→ **Written request 1**
According to the TensorFlow notebook excerpt, how many neurons must the output layer have for the flowers dataset?

[start Source document]

Let's test this function!


In [53]:
reset_graph()

input_image = tf.placeholder(tf.uint8, shape=[None, None, 3])
prepared_image_op = prepare_image_with_tensorflow(input_image)

with tf.Session():
    prepared_image = prepared_image_op.eval(feed_dict={input_image: example_image})
    
plt.figure(figsize=(6, 6))
plt.imshow(prepared_image)
plt.title("{}x{}".format(prepared_image.shape[1], prepared_image.shape[0]))
plt.axis("off")
plt.show()


Looks perfect!

9.3.

Exercise: Using the pretrained Inception v3 model from the previous exercise, freeze all layers up to the bottleneck layer (i.e., the last layer before the output layer), and replace the output layer with the appropriate number of outputs for your new classification task (e.g., the flowers dataset has five mutually exclusive classes so the output layer must have five neurons and use the softmax activation function).

[end Source document]
[start Dataset content]

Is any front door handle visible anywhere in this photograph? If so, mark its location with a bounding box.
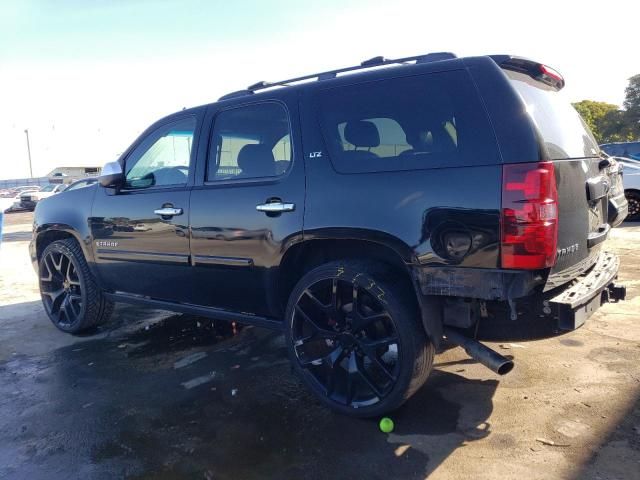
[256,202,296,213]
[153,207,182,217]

[end Dataset content]
[start Dataset content]

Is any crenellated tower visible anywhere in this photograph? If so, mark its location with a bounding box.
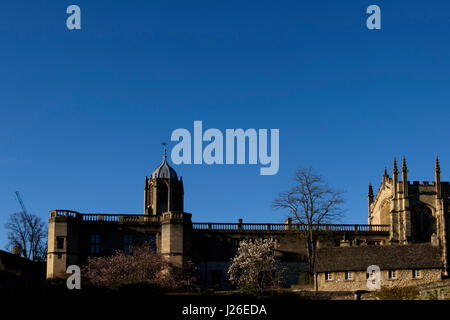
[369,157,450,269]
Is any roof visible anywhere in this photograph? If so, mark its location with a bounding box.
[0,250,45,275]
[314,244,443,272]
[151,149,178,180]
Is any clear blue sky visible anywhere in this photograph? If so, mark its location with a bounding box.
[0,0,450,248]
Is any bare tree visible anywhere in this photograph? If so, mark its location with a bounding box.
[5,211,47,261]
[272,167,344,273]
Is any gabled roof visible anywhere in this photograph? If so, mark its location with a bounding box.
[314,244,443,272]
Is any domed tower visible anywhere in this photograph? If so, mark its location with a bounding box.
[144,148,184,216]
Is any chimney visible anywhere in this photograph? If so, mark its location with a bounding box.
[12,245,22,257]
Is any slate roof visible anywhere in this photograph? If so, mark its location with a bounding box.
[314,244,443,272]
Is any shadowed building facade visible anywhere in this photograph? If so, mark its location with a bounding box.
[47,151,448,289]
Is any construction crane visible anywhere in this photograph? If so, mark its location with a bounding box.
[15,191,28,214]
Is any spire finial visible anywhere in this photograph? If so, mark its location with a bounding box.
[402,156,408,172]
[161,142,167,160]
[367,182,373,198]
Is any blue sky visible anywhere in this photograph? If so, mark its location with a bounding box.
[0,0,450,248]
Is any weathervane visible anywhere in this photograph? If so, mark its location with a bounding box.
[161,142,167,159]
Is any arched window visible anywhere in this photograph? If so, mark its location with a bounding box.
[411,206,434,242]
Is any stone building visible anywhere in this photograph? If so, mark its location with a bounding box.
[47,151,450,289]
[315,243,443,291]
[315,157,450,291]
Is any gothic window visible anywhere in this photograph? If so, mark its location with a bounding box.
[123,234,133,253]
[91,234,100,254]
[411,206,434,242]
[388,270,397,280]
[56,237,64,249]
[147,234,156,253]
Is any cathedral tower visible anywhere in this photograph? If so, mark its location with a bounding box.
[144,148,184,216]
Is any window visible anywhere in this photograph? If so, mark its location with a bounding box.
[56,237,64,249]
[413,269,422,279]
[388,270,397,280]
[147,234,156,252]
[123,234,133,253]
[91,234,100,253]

[end Dataset content]

→ **Written request 2**
In the rows, change "photograph" to "image" in everything from the line containing "Is any front" down to the line containing "[153,207,182,217]", and write those lines out with nothing else altered. Leave the pictures out.

→ **Complete output 1**
Five neurons.

→ **Complete output 2**
Is any front door handle visible anywhere in this image? If so, mark its location with a bounding box.
[256,202,296,213]
[153,207,182,217]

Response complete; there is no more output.